#### Work to complete
Where a line in the material below has the string "hill", please report it.

#### Data to use

+ + +

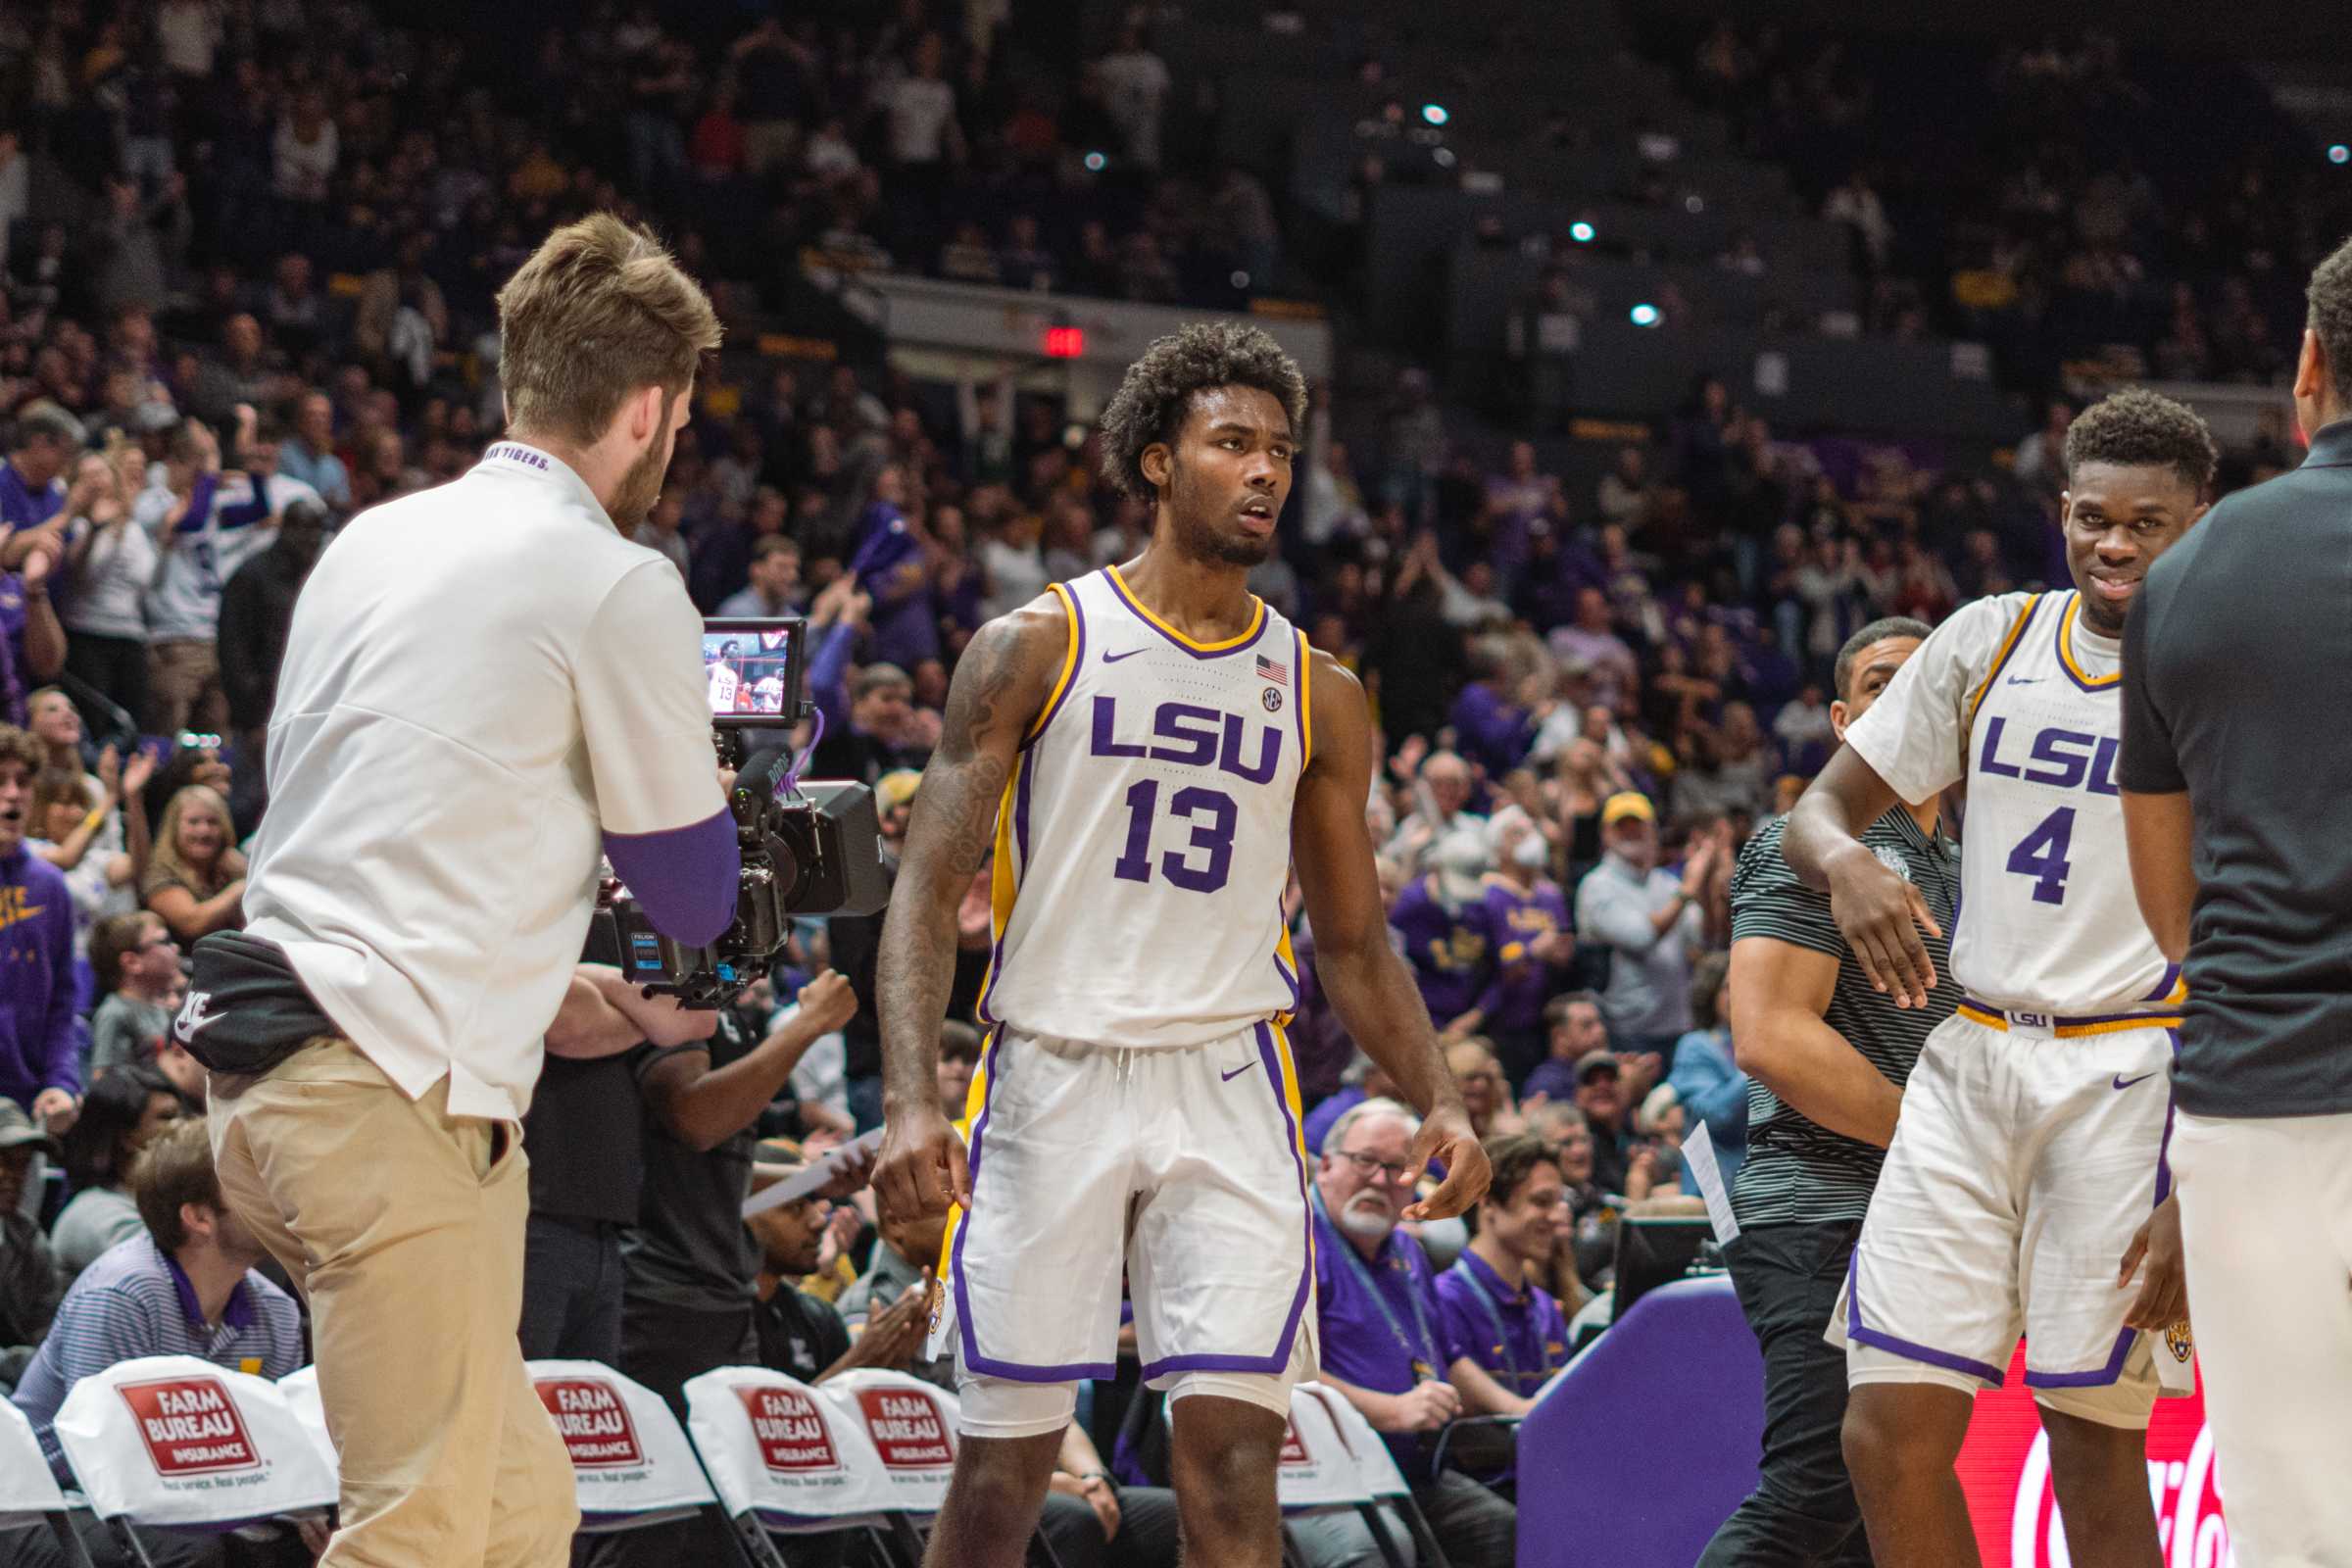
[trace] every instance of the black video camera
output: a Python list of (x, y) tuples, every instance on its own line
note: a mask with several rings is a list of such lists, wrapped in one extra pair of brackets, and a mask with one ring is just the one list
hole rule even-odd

+ + +

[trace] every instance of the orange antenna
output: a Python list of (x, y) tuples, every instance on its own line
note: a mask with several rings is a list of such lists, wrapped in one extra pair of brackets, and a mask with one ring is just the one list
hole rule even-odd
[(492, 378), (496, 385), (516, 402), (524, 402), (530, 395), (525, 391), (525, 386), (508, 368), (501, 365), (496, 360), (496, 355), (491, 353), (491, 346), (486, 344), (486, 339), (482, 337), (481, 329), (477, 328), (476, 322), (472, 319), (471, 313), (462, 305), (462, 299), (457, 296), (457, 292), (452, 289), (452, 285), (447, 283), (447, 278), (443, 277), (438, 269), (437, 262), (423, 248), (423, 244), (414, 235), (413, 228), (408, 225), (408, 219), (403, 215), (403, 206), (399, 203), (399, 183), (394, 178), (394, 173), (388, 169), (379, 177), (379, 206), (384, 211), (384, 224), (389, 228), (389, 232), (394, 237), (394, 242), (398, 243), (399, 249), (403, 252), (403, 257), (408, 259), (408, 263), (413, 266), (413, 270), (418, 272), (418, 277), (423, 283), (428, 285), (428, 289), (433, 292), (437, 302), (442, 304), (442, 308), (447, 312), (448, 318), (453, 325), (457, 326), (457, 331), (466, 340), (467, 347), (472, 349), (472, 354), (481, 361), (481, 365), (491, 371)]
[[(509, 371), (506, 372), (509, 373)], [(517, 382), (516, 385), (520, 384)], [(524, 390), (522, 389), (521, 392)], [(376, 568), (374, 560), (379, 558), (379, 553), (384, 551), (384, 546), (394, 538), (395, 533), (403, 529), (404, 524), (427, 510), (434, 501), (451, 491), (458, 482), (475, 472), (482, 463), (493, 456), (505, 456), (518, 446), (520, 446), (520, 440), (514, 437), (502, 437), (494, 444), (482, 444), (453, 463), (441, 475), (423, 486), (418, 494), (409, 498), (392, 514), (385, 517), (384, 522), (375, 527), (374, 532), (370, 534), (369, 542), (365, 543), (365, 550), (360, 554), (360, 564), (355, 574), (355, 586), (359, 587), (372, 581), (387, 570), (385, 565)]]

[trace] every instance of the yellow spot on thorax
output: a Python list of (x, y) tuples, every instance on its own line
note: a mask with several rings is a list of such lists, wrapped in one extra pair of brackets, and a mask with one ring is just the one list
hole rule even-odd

+ + +

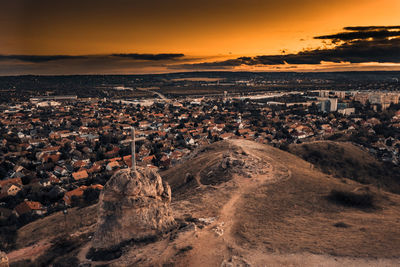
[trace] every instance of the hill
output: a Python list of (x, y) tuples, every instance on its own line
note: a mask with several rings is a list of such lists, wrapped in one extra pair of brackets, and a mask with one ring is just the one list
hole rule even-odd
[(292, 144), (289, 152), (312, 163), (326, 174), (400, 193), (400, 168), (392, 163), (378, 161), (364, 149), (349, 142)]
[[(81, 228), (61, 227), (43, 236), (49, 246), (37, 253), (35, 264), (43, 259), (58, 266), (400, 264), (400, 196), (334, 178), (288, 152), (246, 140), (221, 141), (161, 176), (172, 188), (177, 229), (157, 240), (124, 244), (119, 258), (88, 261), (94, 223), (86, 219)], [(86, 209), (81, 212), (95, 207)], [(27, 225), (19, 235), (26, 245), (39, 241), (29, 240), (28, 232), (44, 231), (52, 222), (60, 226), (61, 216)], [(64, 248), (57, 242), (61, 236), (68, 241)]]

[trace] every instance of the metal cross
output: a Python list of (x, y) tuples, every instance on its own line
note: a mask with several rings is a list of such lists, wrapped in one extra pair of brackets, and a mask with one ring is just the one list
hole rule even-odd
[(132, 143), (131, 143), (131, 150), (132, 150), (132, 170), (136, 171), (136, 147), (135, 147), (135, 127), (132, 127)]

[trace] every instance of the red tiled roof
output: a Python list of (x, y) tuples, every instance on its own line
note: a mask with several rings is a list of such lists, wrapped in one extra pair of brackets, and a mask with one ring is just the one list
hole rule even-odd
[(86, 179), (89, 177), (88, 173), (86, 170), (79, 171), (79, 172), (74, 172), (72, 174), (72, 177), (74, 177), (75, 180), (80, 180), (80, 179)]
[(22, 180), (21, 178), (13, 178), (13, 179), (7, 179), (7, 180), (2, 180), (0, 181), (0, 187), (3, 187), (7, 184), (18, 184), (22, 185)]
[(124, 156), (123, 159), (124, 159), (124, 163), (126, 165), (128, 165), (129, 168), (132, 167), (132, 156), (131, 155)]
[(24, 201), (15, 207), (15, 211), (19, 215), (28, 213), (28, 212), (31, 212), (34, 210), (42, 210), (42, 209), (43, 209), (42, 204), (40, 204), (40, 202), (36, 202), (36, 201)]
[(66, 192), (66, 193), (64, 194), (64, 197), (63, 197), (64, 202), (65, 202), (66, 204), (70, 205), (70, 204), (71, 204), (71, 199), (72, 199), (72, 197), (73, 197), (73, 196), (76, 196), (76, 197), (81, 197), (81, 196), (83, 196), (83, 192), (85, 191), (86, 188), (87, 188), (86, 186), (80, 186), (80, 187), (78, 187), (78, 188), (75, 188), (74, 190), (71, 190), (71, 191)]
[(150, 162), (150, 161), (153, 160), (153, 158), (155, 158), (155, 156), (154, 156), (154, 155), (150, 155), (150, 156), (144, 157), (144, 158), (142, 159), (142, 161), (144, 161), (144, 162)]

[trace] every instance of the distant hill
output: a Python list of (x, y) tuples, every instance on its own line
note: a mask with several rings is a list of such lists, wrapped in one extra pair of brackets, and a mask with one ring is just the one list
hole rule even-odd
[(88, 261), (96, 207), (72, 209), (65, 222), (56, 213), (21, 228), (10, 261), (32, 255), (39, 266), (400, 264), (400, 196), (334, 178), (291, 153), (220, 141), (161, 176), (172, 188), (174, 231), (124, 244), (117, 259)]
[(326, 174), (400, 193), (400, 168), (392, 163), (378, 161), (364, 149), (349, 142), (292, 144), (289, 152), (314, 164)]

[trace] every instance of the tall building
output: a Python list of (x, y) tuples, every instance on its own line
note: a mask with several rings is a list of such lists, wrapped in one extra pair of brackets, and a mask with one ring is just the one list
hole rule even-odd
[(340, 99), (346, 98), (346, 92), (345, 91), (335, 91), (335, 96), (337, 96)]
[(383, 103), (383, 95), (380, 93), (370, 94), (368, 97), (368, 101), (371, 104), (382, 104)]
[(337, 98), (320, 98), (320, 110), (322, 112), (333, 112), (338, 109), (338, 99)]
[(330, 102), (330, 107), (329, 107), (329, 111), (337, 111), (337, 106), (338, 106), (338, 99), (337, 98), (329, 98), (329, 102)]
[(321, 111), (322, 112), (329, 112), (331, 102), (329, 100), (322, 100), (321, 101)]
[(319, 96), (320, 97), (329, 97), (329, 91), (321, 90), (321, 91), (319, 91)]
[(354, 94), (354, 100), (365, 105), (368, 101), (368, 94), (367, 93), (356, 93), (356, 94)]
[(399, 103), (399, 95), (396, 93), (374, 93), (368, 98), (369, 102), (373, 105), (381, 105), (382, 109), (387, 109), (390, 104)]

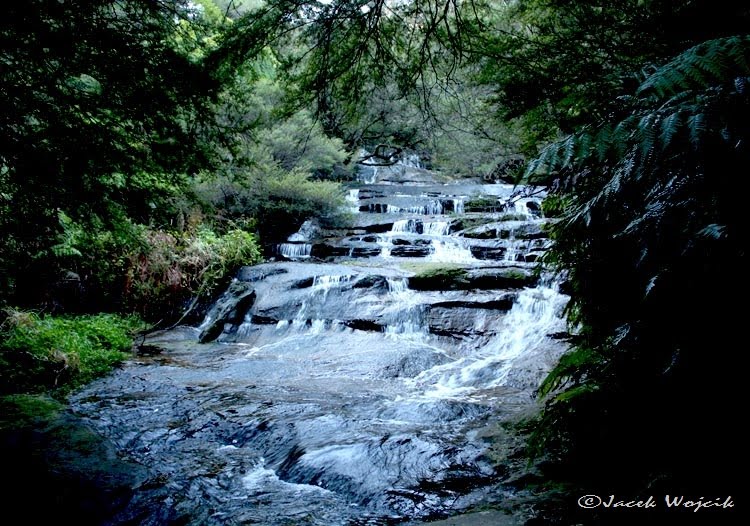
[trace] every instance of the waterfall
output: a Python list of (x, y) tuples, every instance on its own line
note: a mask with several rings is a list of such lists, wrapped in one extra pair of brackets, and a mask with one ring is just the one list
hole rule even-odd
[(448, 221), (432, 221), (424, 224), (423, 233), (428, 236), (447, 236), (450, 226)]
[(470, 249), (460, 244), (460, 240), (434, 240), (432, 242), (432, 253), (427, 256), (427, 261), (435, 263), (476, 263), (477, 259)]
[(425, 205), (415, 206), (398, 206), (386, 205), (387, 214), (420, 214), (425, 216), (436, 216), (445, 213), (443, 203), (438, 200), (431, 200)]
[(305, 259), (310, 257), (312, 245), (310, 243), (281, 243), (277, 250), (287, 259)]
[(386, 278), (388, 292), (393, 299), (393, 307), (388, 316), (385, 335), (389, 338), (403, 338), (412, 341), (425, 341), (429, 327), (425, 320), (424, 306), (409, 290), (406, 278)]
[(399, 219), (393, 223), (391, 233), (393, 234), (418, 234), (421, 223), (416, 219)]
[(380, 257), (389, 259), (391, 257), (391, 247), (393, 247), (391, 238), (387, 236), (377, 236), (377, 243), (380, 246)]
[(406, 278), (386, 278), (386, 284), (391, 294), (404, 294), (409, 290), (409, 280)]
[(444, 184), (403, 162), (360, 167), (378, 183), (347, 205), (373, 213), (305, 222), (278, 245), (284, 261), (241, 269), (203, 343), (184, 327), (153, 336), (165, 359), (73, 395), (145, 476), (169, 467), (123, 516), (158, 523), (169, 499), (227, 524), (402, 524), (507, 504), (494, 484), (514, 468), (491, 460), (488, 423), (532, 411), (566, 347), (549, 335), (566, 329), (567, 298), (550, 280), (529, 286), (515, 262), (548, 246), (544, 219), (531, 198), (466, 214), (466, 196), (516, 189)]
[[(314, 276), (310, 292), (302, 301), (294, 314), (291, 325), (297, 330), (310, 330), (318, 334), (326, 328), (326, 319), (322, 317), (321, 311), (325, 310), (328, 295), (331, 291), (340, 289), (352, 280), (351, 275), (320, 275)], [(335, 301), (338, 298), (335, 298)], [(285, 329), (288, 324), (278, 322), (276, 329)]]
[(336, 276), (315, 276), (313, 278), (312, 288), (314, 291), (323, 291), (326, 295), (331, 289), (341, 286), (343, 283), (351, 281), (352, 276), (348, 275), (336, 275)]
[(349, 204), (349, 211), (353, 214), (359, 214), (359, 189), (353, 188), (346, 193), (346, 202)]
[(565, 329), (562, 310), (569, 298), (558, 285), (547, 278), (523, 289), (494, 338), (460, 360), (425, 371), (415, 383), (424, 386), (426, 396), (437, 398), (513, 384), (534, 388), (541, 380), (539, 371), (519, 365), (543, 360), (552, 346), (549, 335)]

+ + +

#### Solution to the exercise
[trace] every instance of the hill
[trace] every instance of the distant hill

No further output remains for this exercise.